= Task goal =
When a line in the entries contains the word "hillside", copy that line in full.

##########

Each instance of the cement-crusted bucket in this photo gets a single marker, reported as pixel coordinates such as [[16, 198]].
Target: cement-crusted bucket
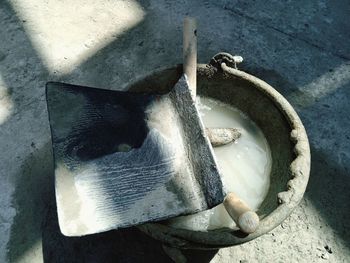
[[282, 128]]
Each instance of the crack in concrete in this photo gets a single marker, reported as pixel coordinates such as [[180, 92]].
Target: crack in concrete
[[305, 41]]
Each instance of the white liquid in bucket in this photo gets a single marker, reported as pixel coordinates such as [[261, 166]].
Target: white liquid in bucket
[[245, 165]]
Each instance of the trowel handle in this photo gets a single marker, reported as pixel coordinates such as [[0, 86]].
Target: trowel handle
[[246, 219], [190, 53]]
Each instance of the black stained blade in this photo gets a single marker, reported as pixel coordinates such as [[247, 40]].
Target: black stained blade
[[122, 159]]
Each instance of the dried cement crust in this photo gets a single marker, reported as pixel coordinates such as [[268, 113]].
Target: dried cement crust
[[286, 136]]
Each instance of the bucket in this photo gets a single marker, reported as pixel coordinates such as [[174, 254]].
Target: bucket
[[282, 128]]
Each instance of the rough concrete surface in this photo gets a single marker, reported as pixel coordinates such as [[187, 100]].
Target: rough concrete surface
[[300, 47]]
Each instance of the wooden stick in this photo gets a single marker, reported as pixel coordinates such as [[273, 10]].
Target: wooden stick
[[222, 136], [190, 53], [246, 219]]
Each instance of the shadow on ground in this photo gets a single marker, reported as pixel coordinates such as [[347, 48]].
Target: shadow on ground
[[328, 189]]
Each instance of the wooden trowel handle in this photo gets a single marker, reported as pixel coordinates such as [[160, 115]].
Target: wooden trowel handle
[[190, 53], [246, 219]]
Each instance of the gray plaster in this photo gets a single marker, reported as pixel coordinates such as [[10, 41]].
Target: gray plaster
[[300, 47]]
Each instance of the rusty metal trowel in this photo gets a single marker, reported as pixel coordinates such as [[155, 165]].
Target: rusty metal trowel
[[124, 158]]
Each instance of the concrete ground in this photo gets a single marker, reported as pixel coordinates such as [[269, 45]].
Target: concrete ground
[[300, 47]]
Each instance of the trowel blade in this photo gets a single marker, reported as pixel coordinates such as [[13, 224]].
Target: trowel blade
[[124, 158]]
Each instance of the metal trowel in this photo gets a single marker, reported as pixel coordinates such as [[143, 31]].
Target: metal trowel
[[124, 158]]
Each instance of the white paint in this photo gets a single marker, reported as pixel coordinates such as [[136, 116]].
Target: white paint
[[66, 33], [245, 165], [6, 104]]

##########

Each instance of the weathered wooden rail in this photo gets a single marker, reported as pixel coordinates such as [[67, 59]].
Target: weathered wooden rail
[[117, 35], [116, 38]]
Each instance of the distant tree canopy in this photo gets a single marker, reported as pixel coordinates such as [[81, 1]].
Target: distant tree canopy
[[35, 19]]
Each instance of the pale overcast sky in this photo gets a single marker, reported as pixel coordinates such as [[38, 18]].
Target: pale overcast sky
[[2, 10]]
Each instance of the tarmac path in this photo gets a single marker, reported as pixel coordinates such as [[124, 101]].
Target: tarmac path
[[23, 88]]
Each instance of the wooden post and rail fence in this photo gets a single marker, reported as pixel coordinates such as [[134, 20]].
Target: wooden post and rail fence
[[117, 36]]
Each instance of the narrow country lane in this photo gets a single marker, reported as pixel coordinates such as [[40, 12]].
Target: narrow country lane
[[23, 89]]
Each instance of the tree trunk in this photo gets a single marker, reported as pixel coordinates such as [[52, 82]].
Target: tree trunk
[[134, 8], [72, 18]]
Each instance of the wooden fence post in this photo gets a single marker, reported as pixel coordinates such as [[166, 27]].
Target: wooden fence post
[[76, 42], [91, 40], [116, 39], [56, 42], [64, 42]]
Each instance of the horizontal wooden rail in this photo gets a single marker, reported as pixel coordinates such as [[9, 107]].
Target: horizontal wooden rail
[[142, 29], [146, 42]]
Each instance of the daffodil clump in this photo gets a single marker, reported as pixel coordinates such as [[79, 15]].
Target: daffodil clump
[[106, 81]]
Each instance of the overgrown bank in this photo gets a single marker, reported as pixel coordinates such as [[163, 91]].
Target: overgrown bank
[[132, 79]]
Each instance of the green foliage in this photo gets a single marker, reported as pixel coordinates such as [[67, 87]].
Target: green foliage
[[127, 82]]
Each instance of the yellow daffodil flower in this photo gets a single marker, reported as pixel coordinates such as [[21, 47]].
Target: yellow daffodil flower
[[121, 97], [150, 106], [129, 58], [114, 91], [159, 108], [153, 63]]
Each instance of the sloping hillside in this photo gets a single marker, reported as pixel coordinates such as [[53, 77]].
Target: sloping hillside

##########

= Output for this task =
Each instance of the sloping hillside in this photo gets a single marker, reported as pixel coordinates such as [[53, 77]].
Target: sloping hillside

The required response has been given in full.